— BEGIN DATA SUPPLIED —
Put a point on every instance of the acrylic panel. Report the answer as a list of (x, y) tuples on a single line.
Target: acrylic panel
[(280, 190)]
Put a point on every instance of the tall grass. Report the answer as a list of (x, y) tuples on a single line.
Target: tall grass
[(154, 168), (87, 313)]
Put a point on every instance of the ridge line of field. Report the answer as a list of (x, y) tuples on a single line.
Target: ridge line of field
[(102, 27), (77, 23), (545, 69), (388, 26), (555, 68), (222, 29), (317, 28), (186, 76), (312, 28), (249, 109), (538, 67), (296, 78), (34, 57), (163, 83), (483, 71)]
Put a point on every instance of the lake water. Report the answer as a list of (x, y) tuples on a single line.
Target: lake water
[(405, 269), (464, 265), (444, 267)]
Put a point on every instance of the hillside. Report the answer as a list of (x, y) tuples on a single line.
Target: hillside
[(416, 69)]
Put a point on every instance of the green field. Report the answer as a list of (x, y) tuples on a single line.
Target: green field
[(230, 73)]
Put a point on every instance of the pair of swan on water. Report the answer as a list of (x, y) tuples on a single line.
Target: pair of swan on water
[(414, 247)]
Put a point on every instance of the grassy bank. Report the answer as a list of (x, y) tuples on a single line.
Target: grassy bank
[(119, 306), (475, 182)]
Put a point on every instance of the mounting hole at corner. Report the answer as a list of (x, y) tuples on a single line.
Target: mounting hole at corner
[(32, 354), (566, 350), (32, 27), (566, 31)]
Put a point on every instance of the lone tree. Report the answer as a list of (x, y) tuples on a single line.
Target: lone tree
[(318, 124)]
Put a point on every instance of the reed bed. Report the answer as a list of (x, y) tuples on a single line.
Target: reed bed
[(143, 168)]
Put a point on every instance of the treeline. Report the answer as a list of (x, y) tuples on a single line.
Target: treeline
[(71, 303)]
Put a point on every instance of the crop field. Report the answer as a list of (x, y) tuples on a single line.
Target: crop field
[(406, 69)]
— END DATA SUPPLIED —
**DIRECTIVE:**
Reproduce the full listing above verbatim, line for line.

**RESPONSE FOR THIS EXERCISE:**
Put a point on every instance of the acrylic panel. Report the answer as a list of (x, y) tuples on a single line.
Target: acrylic panel
[(280, 190)]
Put a point on every instance of the tall grass. Report the answer as a list of (x, y) tuples on a single line.
Target: tall grass
[(154, 168), (87, 313)]
Put a point on every instance of the ridge line of field. Report the answer as a list of (x, y) tuples on a single line.
Target: ridge line of field
[(102, 27), (77, 23), (545, 69), (388, 26), (555, 68), (222, 29), (317, 28), (186, 76), (312, 28), (249, 109), (538, 67), (296, 78), (34, 57), (163, 83), (483, 71)]
Put a point on every instance of the lake water. Report the answer as a list of (x, y) tuples on a single line.
Target: lake water
[(405, 269), (464, 265), (444, 267)]
Put a point on every instance of the hillside. Report the answer as a list of (x, y) tuples on a single line.
Target: hillside
[(416, 69)]
Put a point on every instance of the green field. Report the answer as a list of (x, y) tuples on a single line.
Target: green field
[(230, 73)]
Put a point on every instance of the pair of swan on water. Report the answer as a list of (x, y) tuples on a single line.
Target: pair of swan on water
[(414, 247)]
Put a point on every instance of the grassy bank. Report the answer as a list of (x, y) tuples on a single line.
Target: grassy bank
[(119, 306), (475, 182)]
Put a point on every instance of the mounting hole at corner. Report the answer as a list of (x, y) tuples on a single line.
Target: mounting hole at corner
[(32, 354), (566, 350), (32, 27), (566, 31)]
Put a point on every instance of the lone tree. Report the answer as a list of (x, y) tuples on a single line.
Target: lone tree
[(318, 124)]
Put a point on every instance of the reed bed. Report the answer as a list of (x, y) tuples on a single line.
Target: reed bed
[(143, 168)]
Put a point on every instance of the treeline. Report the answer as a list of (x, y) tuples on a single line.
Target: treeline
[(71, 303)]
Put a point on every instance of the crop field. Report the answer as a list of (x, y) tuples on a single line.
Target: crop field
[(406, 69)]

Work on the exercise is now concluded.